▸ What this task involves
Render the part of the data below that opens with the line containing "plumage, that would help a great deal." and closes with the line containing "208], [72, 208]]]" as a JSON list of strings, one string per line, including both of those lines and leaving out any blank lines.

━━ Entries supplied ━━

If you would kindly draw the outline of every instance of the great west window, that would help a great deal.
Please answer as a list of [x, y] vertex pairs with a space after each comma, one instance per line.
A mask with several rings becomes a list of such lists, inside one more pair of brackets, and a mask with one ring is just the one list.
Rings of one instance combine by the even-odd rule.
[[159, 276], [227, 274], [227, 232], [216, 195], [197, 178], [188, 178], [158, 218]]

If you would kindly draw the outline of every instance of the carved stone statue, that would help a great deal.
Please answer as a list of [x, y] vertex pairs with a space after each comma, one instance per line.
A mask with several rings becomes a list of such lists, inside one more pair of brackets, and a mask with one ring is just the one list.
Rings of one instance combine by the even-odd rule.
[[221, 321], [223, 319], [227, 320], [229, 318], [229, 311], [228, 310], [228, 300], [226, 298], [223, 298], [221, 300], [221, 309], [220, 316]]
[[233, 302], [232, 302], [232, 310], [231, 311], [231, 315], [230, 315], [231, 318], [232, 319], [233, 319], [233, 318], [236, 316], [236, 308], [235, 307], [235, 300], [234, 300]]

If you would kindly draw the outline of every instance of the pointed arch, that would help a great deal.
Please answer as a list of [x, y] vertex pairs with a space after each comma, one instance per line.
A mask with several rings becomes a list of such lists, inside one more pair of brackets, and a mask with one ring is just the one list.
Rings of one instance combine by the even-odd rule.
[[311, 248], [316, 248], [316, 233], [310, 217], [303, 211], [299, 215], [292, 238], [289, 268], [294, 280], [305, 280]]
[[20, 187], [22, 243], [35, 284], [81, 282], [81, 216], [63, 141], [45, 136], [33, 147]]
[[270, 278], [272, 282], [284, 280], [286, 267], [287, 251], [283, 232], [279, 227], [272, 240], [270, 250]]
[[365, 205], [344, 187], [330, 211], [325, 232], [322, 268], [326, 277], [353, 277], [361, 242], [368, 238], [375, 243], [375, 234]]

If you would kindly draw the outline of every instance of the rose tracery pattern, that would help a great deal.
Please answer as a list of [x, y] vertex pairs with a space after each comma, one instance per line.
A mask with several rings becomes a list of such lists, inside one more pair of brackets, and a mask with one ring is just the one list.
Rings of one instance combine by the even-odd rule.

━━━
━━ Entries supplied ━━

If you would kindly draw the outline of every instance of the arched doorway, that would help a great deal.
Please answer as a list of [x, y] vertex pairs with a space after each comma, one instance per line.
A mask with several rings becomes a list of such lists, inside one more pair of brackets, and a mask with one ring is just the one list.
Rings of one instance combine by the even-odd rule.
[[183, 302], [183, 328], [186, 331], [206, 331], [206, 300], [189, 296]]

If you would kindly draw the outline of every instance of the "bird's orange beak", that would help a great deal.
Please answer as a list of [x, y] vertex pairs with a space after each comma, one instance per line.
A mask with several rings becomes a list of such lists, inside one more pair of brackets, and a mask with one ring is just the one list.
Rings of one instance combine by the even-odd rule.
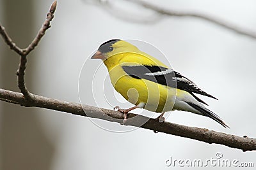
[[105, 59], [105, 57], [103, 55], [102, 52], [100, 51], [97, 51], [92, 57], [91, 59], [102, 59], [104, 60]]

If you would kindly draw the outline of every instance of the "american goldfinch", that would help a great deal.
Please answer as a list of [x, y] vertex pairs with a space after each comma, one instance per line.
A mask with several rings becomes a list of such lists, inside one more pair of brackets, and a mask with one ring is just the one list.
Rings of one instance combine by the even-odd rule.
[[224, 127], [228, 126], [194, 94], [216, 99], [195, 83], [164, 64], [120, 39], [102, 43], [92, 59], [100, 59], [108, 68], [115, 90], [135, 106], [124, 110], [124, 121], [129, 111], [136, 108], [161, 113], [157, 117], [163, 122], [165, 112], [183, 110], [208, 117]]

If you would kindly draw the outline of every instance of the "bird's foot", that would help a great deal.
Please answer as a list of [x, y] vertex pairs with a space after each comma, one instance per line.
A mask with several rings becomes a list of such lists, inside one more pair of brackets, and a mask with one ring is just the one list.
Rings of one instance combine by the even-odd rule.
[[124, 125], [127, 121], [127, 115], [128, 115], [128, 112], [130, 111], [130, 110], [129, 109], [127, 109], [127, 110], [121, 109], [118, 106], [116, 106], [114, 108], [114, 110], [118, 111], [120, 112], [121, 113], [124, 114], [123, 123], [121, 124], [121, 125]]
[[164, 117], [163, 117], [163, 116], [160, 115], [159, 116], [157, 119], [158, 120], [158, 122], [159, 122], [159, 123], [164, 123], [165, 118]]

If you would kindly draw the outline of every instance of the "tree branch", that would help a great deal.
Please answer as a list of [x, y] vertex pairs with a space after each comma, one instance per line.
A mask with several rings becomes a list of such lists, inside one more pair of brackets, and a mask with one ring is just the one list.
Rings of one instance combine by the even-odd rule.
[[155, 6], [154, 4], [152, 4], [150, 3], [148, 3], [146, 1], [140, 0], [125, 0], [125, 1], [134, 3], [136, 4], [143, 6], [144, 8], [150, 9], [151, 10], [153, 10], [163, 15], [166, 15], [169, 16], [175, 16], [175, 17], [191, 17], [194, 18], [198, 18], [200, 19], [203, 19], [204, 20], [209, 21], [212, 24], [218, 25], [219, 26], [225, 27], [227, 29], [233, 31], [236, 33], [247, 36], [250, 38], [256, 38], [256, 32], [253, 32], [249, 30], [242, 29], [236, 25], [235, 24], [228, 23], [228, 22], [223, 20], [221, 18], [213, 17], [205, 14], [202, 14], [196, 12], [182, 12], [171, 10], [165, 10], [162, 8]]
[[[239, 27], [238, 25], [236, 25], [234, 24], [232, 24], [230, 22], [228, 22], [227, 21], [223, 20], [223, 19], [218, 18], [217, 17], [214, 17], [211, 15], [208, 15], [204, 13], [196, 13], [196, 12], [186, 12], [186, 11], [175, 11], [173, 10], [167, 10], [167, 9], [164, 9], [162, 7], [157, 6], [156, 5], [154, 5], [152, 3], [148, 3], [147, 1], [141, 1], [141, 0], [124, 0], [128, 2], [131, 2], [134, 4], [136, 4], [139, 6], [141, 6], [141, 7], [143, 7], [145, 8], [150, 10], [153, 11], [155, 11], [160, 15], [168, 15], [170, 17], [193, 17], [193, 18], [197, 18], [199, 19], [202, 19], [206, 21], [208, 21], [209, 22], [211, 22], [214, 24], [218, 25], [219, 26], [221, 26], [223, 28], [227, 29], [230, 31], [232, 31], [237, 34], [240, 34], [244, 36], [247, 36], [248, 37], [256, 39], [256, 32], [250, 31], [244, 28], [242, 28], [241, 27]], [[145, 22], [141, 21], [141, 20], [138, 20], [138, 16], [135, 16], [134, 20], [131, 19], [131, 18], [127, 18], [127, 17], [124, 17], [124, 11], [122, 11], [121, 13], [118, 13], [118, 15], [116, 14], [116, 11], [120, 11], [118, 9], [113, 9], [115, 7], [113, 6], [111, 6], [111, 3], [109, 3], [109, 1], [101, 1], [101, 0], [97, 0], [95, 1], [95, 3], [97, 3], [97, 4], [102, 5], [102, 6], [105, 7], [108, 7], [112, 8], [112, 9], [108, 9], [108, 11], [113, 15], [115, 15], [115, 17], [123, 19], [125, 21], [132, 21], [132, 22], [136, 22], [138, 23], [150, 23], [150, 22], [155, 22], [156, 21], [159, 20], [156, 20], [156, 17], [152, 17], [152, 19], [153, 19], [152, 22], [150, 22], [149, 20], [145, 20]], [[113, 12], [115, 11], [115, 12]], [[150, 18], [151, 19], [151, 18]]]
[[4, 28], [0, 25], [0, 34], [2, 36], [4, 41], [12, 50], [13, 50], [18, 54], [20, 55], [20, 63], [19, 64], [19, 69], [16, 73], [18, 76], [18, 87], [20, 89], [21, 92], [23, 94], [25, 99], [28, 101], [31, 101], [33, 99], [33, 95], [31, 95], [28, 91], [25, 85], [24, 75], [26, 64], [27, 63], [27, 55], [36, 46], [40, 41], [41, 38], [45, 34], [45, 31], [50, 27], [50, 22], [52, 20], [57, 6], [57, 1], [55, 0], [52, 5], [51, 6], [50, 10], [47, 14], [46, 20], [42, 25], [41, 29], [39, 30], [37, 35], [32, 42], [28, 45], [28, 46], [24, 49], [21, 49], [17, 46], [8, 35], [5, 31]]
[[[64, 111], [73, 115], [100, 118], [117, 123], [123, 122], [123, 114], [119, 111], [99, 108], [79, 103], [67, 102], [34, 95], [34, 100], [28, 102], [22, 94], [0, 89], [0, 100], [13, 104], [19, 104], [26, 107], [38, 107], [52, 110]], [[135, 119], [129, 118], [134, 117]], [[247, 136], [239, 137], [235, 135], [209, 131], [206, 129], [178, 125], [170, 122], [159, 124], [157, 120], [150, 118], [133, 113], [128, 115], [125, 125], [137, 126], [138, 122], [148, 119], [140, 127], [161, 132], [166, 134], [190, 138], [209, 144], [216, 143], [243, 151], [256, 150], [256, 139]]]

━━━
━━ Entries supplied ━━

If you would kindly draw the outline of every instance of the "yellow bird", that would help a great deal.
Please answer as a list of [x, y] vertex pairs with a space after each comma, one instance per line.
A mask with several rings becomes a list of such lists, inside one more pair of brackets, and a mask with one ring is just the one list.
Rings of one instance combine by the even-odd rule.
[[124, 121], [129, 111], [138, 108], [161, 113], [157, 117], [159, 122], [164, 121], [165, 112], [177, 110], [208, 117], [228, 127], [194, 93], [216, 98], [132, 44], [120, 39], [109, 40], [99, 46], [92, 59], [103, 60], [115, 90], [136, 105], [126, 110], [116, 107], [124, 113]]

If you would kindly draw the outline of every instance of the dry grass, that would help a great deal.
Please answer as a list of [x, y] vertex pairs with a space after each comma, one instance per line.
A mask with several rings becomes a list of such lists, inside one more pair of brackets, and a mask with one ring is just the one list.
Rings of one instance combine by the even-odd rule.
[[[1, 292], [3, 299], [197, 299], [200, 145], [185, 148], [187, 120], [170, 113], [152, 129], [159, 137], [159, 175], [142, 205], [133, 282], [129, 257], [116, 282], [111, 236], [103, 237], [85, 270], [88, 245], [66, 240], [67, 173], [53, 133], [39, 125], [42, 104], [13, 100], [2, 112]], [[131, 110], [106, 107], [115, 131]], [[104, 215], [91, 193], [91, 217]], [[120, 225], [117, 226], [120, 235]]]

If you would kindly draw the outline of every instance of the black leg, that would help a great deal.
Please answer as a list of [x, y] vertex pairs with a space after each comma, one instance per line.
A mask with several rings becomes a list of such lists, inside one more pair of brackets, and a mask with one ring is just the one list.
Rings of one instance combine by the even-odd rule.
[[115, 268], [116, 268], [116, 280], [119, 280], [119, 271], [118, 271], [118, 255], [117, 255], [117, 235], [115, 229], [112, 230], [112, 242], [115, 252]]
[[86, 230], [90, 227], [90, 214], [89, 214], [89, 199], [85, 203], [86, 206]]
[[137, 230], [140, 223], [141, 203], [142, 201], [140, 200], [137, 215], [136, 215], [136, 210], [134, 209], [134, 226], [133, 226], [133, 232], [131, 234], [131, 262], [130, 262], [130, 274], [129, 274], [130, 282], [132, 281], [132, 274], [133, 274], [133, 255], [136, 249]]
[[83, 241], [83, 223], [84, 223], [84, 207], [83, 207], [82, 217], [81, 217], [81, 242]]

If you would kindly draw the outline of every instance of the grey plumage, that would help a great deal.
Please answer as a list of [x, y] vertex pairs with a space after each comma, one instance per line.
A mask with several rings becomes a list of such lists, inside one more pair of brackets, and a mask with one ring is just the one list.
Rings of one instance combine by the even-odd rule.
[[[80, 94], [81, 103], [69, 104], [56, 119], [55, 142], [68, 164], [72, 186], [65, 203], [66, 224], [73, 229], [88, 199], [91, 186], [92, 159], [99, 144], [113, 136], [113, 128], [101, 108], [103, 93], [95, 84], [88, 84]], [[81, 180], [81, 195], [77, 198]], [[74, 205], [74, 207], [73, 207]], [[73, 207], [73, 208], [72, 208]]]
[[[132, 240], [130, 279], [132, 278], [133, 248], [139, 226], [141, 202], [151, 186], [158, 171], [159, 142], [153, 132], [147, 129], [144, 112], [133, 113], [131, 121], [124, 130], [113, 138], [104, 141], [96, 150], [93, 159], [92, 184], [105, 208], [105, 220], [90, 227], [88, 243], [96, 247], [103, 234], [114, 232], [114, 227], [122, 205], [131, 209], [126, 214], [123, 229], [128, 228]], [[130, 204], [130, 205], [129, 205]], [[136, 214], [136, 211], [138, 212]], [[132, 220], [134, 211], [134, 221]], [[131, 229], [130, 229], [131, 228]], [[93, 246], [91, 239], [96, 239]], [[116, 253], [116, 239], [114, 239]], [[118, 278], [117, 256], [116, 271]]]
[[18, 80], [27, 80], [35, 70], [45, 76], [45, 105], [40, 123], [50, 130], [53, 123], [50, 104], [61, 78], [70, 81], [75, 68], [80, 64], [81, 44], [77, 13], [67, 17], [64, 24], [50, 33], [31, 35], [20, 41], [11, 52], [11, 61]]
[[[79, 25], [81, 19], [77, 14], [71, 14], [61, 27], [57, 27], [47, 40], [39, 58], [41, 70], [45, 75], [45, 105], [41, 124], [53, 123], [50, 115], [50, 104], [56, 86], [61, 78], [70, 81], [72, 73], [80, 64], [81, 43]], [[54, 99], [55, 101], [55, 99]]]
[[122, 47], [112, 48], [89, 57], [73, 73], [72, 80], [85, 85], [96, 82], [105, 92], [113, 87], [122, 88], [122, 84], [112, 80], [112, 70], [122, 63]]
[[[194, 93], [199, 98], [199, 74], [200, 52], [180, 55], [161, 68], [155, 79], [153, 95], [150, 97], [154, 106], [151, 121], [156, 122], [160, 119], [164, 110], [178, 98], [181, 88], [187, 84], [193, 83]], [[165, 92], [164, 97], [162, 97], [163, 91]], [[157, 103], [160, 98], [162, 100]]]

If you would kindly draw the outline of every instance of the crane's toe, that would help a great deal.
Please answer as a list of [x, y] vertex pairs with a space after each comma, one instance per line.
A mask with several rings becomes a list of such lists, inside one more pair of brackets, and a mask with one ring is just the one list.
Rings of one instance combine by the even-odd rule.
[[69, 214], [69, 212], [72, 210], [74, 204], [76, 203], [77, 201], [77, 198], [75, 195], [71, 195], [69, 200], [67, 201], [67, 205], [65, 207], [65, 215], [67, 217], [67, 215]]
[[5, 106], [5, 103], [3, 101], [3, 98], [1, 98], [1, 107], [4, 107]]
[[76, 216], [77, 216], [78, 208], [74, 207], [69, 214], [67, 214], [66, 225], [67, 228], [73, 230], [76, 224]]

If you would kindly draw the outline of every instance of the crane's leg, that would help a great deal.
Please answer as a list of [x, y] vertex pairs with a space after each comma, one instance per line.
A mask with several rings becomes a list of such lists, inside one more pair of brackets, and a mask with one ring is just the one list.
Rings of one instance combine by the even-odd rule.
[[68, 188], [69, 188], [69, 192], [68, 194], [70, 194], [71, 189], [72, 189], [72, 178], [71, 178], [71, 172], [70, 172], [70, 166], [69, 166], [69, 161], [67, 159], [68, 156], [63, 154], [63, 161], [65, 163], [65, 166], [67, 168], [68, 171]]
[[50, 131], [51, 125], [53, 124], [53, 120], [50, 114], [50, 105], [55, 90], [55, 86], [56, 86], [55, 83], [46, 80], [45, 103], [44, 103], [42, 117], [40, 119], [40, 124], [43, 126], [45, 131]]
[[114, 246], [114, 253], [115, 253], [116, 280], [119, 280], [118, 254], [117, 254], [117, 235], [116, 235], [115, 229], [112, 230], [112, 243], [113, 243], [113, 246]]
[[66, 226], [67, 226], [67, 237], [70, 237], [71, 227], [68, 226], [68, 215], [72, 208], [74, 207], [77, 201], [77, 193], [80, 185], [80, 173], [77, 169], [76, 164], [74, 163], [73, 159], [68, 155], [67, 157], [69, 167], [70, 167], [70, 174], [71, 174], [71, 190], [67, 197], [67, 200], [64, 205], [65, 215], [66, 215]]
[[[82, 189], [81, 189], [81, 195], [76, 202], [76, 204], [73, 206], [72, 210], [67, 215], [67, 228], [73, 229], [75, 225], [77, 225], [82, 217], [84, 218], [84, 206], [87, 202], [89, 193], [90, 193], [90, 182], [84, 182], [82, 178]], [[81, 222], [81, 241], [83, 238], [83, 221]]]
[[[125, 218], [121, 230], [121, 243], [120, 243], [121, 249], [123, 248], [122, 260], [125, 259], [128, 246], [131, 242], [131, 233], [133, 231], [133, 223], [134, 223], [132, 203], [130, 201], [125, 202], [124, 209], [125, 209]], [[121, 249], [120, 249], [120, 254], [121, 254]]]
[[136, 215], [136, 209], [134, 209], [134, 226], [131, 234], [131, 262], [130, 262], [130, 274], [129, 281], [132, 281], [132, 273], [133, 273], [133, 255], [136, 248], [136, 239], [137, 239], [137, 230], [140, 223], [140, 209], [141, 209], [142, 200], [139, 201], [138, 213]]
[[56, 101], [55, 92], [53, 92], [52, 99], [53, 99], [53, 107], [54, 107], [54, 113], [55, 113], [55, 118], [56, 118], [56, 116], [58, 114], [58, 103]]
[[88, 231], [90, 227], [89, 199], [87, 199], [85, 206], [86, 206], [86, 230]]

━━━

▸ The answer
[
  "If you would kindly draw the outline of every instance of the grey plumage, that would help a great deal.",
  "Please answer as a list of [x, y] vertex pairs with a space after each comma, one instance per line.",
  "A mask with several rings becomes a list of such lists, inside one more pair of brackets, and a mask with one ring is just the one list.",
  "Rings of one instance combine by the even-odd rule.",
  "[[[80, 94], [81, 103], [69, 104], [56, 119], [55, 142], [68, 164], [72, 186], [65, 203], [66, 224], [73, 229], [88, 199], [91, 186], [92, 159], [99, 144], [113, 136], [113, 128], [101, 108], [103, 93], [95, 84], [88, 84]], [[81, 180], [81, 195], [77, 198]], [[74, 205], [74, 207], [73, 207]], [[73, 207], [73, 208], [72, 208]]]"
]